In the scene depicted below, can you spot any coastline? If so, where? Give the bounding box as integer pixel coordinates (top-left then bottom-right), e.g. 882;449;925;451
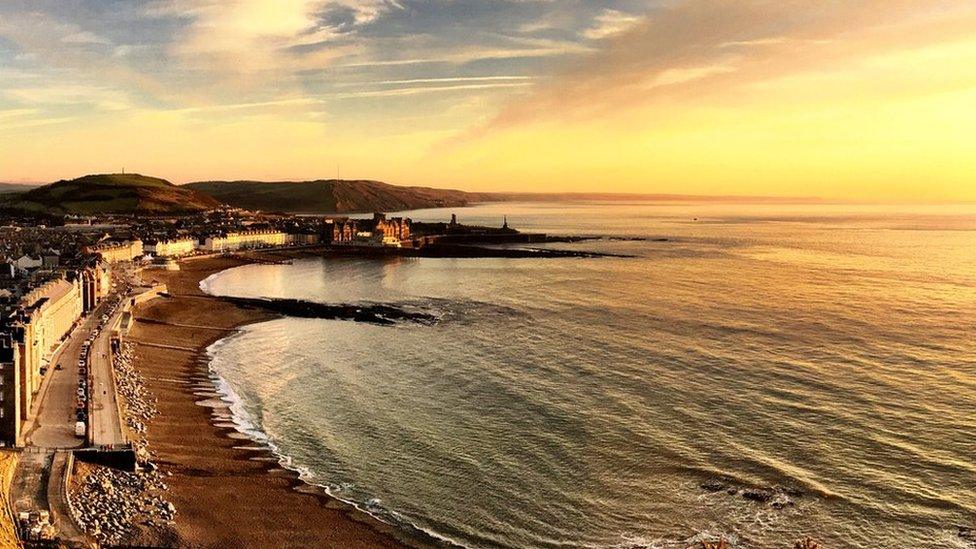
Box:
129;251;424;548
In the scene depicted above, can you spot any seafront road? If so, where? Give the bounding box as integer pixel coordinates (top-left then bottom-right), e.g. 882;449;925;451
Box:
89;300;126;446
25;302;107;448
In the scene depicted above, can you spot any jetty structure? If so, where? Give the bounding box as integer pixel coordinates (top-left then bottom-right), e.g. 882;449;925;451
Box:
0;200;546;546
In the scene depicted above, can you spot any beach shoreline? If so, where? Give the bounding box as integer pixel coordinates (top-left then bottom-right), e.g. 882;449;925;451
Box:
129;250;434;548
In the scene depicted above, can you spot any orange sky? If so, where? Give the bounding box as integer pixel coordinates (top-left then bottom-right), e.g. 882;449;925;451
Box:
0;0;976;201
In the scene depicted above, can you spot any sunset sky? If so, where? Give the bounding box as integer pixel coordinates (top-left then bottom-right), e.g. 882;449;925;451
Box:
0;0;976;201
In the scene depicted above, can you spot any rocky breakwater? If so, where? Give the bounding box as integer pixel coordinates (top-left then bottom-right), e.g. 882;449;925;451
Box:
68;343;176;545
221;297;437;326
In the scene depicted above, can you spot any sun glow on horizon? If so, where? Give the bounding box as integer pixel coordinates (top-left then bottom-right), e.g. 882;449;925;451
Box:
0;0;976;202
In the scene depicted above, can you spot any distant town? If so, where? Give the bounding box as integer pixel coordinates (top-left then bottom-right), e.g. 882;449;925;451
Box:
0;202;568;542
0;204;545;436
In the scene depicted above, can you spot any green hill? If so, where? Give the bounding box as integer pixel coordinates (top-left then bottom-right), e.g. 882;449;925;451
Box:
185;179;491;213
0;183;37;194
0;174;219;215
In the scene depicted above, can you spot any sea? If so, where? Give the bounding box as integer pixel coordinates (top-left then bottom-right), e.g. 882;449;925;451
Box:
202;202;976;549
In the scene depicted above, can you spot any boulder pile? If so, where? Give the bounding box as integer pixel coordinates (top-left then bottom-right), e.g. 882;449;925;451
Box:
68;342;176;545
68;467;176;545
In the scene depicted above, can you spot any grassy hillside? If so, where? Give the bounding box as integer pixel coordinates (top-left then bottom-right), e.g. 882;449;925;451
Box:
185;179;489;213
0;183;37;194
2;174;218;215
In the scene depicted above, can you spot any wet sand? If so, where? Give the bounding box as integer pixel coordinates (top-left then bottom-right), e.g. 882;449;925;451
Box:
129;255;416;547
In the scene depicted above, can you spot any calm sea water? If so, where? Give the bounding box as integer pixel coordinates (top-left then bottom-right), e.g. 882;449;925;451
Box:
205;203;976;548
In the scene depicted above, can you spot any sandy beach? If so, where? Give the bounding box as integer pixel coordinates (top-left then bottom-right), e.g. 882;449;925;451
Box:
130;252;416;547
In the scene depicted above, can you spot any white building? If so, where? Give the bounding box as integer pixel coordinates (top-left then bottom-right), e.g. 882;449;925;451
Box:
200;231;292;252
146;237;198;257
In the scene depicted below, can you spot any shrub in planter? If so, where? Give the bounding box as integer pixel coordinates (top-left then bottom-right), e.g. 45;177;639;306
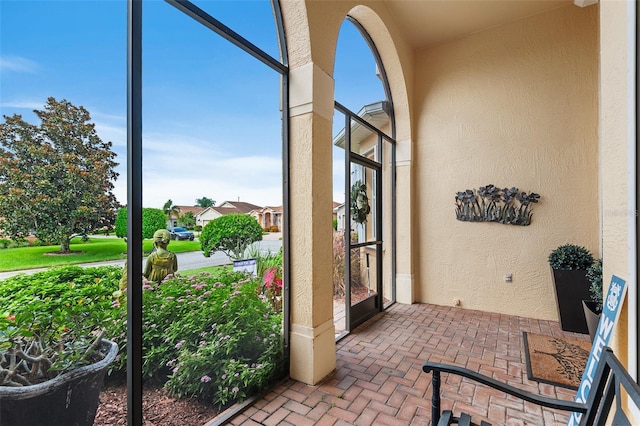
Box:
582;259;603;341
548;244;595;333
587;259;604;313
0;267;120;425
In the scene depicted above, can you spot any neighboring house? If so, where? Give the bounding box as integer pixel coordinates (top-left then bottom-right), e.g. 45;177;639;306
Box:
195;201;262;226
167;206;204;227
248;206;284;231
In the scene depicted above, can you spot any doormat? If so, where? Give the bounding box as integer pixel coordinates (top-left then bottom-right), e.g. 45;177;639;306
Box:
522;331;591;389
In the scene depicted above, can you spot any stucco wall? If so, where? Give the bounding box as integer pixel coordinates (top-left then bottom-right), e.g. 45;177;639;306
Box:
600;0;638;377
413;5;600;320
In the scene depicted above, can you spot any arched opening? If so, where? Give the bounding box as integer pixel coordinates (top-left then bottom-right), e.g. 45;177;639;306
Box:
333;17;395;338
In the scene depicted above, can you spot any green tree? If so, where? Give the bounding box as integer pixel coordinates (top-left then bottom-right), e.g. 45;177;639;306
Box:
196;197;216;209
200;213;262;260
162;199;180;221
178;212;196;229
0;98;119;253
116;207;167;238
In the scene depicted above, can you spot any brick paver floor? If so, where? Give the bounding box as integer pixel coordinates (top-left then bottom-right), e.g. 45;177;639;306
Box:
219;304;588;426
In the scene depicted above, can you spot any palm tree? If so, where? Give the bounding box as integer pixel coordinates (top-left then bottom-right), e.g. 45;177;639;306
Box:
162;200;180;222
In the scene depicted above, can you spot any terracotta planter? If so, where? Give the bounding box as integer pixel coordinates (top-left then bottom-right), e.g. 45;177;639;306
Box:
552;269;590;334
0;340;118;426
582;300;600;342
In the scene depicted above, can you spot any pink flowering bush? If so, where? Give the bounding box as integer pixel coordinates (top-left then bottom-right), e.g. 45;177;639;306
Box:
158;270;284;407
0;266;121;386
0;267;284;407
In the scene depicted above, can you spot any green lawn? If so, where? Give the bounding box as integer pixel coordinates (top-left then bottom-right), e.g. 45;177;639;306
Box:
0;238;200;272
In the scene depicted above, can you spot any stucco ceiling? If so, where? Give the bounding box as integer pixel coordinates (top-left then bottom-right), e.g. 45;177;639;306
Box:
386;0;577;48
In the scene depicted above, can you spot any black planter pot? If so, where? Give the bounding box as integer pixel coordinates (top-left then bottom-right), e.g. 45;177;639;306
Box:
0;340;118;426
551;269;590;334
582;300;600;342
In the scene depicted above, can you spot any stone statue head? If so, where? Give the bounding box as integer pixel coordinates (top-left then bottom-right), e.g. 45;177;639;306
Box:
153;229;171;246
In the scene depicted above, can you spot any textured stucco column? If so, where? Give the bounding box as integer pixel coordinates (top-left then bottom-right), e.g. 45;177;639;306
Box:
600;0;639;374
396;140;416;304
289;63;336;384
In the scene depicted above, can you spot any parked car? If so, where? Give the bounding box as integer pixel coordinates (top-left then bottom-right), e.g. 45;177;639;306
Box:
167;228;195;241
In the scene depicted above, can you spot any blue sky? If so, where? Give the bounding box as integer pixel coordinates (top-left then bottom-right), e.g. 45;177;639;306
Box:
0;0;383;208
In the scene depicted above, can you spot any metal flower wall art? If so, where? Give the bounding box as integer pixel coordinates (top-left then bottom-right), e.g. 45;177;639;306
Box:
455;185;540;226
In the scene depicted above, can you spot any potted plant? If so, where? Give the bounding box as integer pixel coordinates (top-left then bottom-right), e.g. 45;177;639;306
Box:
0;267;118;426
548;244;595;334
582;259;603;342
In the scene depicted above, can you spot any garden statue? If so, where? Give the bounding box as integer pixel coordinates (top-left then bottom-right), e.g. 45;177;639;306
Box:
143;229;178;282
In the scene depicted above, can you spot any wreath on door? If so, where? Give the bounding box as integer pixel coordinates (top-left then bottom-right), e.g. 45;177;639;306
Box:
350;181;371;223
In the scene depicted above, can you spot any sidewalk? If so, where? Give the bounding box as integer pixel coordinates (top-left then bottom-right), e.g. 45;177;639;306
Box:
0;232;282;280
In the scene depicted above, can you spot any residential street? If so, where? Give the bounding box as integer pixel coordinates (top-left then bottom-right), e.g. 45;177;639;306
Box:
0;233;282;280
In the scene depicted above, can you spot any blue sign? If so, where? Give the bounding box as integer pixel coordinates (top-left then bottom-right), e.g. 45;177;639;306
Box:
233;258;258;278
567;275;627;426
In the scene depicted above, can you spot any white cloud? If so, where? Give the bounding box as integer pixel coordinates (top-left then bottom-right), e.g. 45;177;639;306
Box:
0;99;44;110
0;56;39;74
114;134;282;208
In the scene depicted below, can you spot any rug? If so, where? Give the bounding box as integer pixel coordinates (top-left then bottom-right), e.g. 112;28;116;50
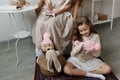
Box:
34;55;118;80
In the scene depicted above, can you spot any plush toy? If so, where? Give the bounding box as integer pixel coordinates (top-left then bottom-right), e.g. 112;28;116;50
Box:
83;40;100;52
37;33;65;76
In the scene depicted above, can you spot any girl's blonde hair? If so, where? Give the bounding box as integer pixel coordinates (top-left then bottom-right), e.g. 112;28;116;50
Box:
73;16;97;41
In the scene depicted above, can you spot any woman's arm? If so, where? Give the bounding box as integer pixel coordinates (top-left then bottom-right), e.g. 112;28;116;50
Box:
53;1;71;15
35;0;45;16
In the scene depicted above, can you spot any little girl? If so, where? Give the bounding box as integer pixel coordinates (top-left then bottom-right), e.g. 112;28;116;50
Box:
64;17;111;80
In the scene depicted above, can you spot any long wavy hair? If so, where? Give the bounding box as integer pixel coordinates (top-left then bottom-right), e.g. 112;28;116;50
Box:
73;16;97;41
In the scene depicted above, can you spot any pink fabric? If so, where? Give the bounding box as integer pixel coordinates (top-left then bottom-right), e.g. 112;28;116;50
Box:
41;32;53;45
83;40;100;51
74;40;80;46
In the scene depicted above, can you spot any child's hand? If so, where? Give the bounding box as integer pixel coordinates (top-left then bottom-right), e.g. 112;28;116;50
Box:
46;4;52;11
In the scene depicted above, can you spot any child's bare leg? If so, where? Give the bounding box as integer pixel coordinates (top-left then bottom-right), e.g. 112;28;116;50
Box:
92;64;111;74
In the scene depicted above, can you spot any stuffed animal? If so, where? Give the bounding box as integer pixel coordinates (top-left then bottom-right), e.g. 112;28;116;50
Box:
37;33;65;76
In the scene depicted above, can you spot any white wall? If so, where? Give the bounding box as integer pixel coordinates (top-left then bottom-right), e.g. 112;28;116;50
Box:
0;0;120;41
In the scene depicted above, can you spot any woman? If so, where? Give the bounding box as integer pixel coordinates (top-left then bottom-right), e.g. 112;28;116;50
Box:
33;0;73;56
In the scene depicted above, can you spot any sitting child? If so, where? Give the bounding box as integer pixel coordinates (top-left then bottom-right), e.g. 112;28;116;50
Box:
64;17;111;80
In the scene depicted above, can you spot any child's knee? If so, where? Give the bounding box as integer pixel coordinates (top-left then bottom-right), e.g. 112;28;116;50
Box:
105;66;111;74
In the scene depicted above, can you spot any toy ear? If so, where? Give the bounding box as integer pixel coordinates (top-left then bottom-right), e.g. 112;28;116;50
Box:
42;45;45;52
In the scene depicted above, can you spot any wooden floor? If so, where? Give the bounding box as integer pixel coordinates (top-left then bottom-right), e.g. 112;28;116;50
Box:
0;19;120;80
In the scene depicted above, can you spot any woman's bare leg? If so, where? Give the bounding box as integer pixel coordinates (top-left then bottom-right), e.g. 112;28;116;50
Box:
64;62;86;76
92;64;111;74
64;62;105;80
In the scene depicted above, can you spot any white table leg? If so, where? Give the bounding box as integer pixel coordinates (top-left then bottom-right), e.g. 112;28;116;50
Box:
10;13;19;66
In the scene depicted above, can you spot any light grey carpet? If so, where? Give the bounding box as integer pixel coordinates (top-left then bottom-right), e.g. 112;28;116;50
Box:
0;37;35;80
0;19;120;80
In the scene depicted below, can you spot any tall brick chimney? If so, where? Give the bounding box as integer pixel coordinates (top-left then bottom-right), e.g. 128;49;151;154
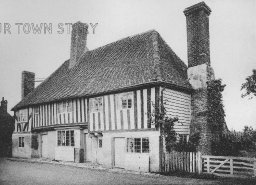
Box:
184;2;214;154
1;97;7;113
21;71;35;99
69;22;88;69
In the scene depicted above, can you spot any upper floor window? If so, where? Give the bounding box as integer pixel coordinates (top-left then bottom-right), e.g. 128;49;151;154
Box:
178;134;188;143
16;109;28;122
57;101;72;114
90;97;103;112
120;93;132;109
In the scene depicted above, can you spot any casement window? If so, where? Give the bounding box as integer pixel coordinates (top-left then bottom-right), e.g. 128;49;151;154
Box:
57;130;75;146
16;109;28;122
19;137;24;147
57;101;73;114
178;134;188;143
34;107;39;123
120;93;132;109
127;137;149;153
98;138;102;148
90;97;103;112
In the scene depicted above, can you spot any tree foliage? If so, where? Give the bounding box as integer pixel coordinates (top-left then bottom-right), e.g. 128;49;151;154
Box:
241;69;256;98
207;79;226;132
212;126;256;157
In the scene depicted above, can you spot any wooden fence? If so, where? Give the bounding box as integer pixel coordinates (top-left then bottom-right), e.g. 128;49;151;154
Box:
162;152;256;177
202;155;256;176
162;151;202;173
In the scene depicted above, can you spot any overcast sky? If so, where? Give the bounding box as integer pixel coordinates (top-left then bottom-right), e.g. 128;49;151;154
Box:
^^^^
- Description of the task -
Please copy out the items from the first line through the line holding "129;250;434;548", inclusive, keeping the requests and adding 72 to every coordinate in the answers. Omit the pictures.

- Exercise solution -
In the scene depicted below, can you spot any coastline? If so, where? Give the bounding box as integer pixel coordinates (top-left then bottom-right), e.g. 882;449;925;451
Box:
201;323;496;620
In the scene depicted above, can you spot any seafront road? If so, where? Give the bounding box as integer pixel coordinates (top-left then bottom-right), e.g. 882;449;925;451
Box:
161;372;198;518
97;374;179;520
In the scene depicted above, can you spot any jetty structure? If so, where? Give the bounding box as integer pixel coordinates (top-left then bottom-right), e.g. 882;449;925;451
Box:
72;272;618;618
In the scene depicted above, can you spot any beach shoreline? If so, where? Give the bounding box as integer pixel coordinates (top-left then bottom-right), e.g. 882;449;925;451
Box:
201;322;506;620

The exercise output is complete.